Stored data entries:
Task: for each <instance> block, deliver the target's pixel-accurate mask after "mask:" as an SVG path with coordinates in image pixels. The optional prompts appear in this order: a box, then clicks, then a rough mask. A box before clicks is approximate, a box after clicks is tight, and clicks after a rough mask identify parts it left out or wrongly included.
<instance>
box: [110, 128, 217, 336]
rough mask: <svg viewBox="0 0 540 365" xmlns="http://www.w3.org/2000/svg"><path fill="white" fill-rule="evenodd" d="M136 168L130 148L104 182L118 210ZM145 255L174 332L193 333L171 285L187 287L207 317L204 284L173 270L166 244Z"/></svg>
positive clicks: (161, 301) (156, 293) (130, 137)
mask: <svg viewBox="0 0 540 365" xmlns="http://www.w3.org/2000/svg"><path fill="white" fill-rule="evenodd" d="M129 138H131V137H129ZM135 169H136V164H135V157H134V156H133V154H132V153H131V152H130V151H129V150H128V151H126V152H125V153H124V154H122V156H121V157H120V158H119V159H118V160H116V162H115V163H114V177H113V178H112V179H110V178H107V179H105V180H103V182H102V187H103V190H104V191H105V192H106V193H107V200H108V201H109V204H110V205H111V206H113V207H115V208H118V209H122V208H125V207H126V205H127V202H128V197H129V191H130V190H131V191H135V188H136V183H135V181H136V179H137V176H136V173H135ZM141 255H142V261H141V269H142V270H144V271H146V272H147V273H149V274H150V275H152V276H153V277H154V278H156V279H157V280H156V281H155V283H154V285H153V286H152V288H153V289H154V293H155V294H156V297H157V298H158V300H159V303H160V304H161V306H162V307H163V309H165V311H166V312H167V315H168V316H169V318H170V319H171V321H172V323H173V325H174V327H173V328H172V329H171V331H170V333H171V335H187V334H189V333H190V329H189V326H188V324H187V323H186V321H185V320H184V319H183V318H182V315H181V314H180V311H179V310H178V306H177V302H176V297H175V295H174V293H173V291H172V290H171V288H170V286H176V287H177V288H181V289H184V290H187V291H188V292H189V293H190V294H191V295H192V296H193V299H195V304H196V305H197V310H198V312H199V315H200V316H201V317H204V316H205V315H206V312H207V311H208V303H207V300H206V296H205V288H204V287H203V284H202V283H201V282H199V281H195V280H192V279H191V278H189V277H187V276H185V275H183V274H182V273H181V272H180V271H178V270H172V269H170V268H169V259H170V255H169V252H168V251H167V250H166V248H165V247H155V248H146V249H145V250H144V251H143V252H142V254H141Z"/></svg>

**EXERCISE DETAILS:**
Each line of the data must be written out exactly as it appears.

**COMPLETED EXERCISE:**
Task: for each <instance> block, deliver the target's pixel-accurate mask after "mask:" as an SVG path with coordinates in image pixels. The optional prompts appear in this order: a box, then clicks, then a rough mask. A box before clicks is approximate, a box after clicks is tight, and clicks after a rough mask identify parts it left out or wrongly included.
<instance>
box: [110, 128, 217, 336]
rough mask: <svg viewBox="0 0 540 365" xmlns="http://www.w3.org/2000/svg"><path fill="white" fill-rule="evenodd" d="M136 168L130 148L104 182L118 210ZM145 255L174 332L193 333L171 285L187 287L207 317L204 284L173 270L166 244Z"/></svg>
positive clicks: (161, 301) (156, 293) (130, 137)
mask: <svg viewBox="0 0 540 365" xmlns="http://www.w3.org/2000/svg"><path fill="white" fill-rule="evenodd" d="M129 138H131V137H129ZM135 169H136V164H135V157H134V156H133V154H132V153H131V152H130V151H129V150H128V151H126V152H125V153H124V154H122V156H121V157H120V158H119V159H118V160H116V162H115V163H114V177H113V178H112V179H110V178H107V179H105V180H103V182H102V187H103V190H104V191H105V192H106V193H107V200H108V201H109V204H110V205H111V206H113V207H115V208H118V209H122V208H125V207H126V205H127V202H128V197H129V191H130V190H131V191H135V188H136V183H135V181H136V179H137V176H136V173H135ZM141 255H142V261H141V269H142V270H144V271H146V272H147V273H149V274H150V275H152V276H153V277H154V278H156V279H157V280H156V281H155V283H154V285H153V286H152V288H153V289H154V293H155V294H156V297H157V298H158V300H159V303H160V304H161V306H162V307H163V309H165V311H166V312H167V315H168V316H169V318H170V319H171V321H172V323H173V325H174V327H173V328H172V329H171V331H170V333H171V335H187V334H189V333H190V329H189V326H188V324H187V323H186V321H185V320H184V319H183V318H182V315H181V314H180V311H179V310H178V306H177V302H176V297H175V295H174V293H173V291H172V290H171V288H170V286H176V287H177V288H181V289H184V290H187V291H188V292H189V293H190V294H191V295H192V296H193V299H195V304H196V305H197V310H198V312H199V315H200V316H201V317H204V316H205V315H206V312H207V311H208V303H207V300H206V296H205V288H204V287H203V284H202V283H201V282H199V281H195V280H192V279H191V278H189V277H187V276H185V275H183V274H182V273H181V272H180V271H178V270H172V269H170V268H169V259H170V255H169V252H168V251H167V250H166V248H165V247H155V248H146V249H145V250H144V251H143V252H142V254H141Z"/></svg>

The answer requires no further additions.